start

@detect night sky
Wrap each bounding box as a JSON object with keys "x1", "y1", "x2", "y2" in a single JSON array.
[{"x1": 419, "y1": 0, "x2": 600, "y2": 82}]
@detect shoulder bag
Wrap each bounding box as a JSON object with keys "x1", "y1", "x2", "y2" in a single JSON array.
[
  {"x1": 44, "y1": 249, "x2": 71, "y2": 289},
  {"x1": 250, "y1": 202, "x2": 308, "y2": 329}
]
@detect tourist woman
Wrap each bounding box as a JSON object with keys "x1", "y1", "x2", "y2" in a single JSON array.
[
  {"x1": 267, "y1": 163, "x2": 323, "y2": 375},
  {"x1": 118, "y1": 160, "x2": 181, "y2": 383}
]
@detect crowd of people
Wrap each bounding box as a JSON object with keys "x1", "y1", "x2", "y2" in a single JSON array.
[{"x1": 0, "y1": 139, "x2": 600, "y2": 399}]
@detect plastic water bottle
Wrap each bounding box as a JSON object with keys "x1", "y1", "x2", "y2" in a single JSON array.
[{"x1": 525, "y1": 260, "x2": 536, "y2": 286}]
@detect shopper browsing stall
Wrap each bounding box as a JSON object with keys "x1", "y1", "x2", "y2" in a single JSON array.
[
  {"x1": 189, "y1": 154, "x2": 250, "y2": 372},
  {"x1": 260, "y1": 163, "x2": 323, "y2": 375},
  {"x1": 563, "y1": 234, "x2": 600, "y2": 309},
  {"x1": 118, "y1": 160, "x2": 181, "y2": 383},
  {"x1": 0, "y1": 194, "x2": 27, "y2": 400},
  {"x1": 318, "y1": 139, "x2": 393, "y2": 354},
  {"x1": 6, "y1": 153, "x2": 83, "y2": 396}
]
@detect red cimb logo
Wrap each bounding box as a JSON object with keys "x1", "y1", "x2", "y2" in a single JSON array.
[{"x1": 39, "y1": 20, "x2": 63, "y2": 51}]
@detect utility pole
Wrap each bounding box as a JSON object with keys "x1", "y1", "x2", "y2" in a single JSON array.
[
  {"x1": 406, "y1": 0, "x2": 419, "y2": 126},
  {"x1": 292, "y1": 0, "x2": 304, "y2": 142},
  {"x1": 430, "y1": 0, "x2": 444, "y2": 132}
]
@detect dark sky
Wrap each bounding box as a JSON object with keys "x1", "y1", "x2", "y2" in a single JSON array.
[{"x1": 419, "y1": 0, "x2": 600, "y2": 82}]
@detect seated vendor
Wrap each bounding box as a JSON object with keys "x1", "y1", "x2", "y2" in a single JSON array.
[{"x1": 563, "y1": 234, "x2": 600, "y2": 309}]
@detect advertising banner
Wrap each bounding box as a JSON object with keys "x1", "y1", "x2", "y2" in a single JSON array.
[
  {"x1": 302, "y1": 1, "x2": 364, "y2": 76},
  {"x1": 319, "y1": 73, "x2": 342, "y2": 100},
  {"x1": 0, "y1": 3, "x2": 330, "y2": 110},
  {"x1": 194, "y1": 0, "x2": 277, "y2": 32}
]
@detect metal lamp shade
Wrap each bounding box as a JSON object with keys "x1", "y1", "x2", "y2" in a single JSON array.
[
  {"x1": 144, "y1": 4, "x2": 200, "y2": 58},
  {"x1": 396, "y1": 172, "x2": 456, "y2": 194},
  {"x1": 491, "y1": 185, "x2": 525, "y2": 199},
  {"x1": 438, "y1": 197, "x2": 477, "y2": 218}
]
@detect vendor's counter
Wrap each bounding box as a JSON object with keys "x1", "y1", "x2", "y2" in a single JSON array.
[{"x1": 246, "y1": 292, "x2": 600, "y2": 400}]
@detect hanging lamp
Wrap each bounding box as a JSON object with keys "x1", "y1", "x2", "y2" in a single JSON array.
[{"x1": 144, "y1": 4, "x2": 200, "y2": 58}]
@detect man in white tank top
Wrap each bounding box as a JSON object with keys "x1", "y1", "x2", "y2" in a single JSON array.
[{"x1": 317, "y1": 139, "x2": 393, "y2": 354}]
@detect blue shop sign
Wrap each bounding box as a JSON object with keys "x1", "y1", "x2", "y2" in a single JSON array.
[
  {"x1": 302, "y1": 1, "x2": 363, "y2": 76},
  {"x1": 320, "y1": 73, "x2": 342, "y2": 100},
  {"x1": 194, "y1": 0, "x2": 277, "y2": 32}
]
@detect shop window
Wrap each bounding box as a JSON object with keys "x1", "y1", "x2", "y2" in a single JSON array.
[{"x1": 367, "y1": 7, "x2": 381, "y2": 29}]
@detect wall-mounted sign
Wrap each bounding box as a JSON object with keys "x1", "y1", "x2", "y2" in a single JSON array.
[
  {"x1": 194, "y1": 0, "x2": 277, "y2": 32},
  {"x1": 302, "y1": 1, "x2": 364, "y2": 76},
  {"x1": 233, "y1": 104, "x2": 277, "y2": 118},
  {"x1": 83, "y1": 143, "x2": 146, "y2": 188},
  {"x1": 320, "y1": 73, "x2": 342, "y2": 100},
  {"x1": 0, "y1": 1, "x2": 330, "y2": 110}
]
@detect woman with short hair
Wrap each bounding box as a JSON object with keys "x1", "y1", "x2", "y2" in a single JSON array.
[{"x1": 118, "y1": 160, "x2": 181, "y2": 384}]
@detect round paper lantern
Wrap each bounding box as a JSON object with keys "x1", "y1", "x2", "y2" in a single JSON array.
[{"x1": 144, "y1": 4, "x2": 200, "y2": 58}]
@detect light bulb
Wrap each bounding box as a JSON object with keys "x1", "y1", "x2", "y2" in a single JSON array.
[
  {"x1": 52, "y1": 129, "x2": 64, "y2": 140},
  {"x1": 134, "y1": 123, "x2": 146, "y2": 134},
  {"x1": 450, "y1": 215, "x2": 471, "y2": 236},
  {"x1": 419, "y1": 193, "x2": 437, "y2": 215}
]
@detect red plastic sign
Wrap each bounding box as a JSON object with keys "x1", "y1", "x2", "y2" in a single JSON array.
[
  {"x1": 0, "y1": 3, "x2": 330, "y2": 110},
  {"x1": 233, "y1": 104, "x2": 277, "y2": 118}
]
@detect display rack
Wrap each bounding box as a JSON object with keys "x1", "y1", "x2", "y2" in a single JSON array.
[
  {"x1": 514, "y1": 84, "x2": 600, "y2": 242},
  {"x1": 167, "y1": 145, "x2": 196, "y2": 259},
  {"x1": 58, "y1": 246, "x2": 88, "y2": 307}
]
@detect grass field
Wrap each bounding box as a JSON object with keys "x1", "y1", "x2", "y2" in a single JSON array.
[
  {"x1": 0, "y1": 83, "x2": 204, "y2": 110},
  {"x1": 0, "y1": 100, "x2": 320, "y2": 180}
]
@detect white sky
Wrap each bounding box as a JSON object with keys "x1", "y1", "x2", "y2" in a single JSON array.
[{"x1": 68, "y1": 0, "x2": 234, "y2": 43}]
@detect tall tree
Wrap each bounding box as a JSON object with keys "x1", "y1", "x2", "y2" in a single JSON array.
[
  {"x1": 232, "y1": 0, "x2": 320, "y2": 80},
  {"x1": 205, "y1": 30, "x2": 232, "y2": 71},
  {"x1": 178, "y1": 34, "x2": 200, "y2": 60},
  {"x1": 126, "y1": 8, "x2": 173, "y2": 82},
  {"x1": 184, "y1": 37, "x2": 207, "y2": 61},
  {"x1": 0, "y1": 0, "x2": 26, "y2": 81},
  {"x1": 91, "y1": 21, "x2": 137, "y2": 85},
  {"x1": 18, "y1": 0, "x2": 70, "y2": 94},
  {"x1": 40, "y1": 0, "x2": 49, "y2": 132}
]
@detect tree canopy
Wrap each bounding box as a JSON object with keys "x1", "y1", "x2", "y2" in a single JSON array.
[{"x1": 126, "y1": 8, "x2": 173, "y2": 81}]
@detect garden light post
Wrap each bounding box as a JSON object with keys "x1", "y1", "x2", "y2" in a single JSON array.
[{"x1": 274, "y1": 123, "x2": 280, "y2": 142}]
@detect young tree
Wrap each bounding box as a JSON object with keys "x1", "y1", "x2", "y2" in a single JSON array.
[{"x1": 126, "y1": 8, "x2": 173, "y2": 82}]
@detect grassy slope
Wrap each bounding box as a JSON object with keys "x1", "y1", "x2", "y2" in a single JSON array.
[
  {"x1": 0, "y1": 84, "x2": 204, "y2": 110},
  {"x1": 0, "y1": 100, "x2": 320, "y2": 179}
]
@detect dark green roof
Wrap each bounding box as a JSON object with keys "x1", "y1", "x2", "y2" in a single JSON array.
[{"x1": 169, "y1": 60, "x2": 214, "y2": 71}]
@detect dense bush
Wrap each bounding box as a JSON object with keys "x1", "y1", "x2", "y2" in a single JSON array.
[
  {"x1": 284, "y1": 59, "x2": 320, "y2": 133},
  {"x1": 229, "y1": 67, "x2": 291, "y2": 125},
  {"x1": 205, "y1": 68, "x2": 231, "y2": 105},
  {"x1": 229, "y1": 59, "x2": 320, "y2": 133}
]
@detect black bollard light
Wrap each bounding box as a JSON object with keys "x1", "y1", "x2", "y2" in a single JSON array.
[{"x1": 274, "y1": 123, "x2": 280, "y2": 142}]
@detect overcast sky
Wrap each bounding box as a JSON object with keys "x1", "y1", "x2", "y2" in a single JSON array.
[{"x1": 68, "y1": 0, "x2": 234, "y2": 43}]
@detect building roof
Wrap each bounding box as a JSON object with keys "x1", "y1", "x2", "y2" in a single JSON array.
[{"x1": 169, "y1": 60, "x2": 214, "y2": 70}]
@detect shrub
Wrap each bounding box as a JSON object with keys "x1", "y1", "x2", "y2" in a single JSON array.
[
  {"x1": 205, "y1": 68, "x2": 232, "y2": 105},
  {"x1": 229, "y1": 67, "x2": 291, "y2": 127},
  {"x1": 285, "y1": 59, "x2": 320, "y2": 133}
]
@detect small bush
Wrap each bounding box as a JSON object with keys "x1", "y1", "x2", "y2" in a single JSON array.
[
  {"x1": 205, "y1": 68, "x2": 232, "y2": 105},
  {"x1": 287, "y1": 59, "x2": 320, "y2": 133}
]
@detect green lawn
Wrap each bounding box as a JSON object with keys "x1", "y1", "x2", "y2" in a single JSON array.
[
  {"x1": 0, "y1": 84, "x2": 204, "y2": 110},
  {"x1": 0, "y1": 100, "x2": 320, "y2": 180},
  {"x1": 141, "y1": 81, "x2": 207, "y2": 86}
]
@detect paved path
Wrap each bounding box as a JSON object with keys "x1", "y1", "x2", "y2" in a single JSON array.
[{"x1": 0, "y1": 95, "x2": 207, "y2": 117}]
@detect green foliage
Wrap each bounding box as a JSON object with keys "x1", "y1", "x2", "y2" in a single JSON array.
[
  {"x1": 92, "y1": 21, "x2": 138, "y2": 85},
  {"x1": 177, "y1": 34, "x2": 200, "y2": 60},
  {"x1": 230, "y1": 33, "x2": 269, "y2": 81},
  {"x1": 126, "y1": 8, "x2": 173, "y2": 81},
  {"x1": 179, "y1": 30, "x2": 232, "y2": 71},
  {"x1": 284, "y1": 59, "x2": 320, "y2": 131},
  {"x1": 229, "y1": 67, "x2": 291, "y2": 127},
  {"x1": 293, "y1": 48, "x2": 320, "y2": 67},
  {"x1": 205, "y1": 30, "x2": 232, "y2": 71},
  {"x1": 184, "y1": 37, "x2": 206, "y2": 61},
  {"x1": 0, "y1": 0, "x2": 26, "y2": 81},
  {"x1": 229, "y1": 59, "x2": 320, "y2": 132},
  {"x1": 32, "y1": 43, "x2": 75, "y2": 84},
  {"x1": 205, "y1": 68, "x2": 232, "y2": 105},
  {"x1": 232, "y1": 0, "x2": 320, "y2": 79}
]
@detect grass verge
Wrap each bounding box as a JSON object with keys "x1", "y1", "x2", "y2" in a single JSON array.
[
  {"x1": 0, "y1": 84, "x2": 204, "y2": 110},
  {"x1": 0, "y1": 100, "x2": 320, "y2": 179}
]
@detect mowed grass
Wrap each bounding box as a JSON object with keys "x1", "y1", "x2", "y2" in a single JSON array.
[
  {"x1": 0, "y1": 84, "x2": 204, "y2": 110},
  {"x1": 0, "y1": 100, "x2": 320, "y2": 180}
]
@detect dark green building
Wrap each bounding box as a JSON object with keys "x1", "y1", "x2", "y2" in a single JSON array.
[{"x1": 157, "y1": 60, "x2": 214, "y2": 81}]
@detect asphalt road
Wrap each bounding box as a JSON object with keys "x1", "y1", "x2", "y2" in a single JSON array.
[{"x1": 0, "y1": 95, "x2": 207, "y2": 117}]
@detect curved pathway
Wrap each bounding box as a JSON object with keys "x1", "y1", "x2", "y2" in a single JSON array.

end

Problem description » Only those lines running from the one containing "dark green building" through the last line of the data above are to be copied, exactly, with both ends included.

Exercise response »
@detect dark green building
Wrap each bounding box as a JSON object with keys "x1", "y1", "x2", "y2" in a single JSON array.
[{"x1": 157, "y1": 60, "x2": 214, "y2": 81}]
@detect asphalt road
Wrap each bounding box as a JSON object with keys "x1", "y1", "x2", "y2" in a single JSON array.
[{"x1": 0, "y1": 95, "x2": 207, "y2": 117}]
@detect curved pathway
Wrap each bounding box as a JSON object with keys "x1", "y1", "x2", "y2" in a single JSON array.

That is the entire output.